**What you will do**
Turn every line of the entries below into a single numbered list, leaving out the blank lines.

╭─ Extracted information

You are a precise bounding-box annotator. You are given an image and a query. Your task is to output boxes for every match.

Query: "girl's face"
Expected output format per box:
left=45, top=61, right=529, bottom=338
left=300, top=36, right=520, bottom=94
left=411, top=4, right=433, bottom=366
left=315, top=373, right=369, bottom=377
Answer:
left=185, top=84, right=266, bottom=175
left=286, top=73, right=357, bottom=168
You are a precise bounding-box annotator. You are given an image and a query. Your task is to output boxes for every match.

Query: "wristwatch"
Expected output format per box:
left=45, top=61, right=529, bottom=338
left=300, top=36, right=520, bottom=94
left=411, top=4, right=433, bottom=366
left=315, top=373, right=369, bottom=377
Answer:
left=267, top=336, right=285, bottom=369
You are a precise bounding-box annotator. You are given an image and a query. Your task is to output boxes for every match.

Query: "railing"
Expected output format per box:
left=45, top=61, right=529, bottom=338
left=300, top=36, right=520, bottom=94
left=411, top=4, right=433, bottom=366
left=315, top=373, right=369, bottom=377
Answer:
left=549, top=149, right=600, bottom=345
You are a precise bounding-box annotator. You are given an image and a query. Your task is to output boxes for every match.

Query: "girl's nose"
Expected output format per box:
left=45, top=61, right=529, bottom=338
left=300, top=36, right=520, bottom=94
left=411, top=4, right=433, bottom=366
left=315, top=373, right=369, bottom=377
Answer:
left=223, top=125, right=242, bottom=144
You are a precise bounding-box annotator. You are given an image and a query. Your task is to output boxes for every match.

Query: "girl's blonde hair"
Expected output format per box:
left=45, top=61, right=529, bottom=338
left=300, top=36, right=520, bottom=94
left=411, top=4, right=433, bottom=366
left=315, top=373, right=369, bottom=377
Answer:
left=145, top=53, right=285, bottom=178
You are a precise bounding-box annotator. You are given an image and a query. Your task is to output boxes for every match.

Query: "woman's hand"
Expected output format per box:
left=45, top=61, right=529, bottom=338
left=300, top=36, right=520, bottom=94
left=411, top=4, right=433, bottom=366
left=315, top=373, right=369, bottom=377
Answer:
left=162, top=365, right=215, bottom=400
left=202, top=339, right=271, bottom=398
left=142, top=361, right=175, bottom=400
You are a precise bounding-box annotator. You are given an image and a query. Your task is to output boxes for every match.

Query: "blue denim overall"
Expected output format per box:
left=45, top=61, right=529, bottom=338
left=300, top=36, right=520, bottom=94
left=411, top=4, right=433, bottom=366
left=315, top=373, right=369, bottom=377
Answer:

╰─

**Response**
1. You are a precise bounding-box annotator. You are given an image and a query. Your task is to output boxes for every match.
2. Query: "girl's face"
3. Expected output format per box:
4. left=45, top=61, right=529, bottom=338
5. left=300, top=36, right=520, bottom=94
6. left=411, top=4, right=433, bottom=366
7. left=315, top=373, right=369, bottom=377
8. Answer:
9. left=185, top=84, right=266, bottom=175
10. left=286, top=73, right=357, bottom=168
11. You are a precise bounding-box annotator. You are given an image and a query. Your task is to output boxes for every match.
12. Query: "wristwatch"
13. Expected output format per box:
14. left=45, top=61, right=529, bottom=338
15. left=300, top=36, right=520, bottom=94
16. left=411, top=4, right=433, bottom=366
17. left=315, top=373, right=369, bottom=377
18. Answer:
19. left=267, top=336, right=285, bottom=369
20. You are a precise bounding-box annotator. You are given an image and a query. Your task is to output boxes for every match.
21. Query: "railing"
22. Expected output format per box:
23. left=45, top=61, right=529, bottom=338
24. left=300, top=36, right=520, bottom=94
25. left=411, top=4, right=433, bottom=366
26. left=315, top=373, right=369, bottom=377
27. Answer:
28. left=549, top=149, right=600, bottom=345
29. You are a precise bounding-box annotator. You are given an image and a query. Your task is to output boxes for every match.
30. Query: "girl's nose"
31. Expected output format per box:
32. left=45, top=61, right=529, bottom=338
33. left=300, top=36, right=520, bottom=94
34. left=411, top=4, right=433, bottom=366
35. left=315, top=373, right=369, bottom=377
36. Answer:
37. left=223, top=125, right=242, bottom=144
38. You are a precise bounding-box annotator. You are given an image and a query. Your task is to output boxes for every match.
39. Query: "girl's blonde hair"
40. Expected output format per box:
41. left=45, top=61, right=529, bottom=338
42. left=300, top=36, right=520, bottom=94
43. left=411, top=4, right=433, bottom=366
44. left=315, top=373, right=369, bottom=377
45. Answer:
46. left=145, top=53, right=285, bottom=178
47. You are a precise bounding-box annotator. You are given an image and a query. Your task is to output boxes for every match.
48. Query: "woman's hand"
49. Expected output format per box:
50. left=45, top=61, right=529, bottom=338
51. left=300, top=36, right=520, bottom=94
52. left=411, top=4, right=433, bottom=366
53. left=315, top=373, right=369, bottom=377
54. Answer:
55. left=162, top=365, right=215, bottom=400
56. left=202, top=339, right=271, bottom=398
57. left=142, top=361, right=175, bottom=400
58. You are a precise bounding-box annotator. You are given an image and a query. Your task is to output boxes for every match.
59. Query: "blue denim overall"
60. Expected output format per box:
61. left=45, top=61, right=529, bottom=338
62. left=300, top=36, right=520, bottom=94
63. left=411, top=4, right=433, bottom=366
64. left=315, top=373, right=369, bottom=377
65. Answer:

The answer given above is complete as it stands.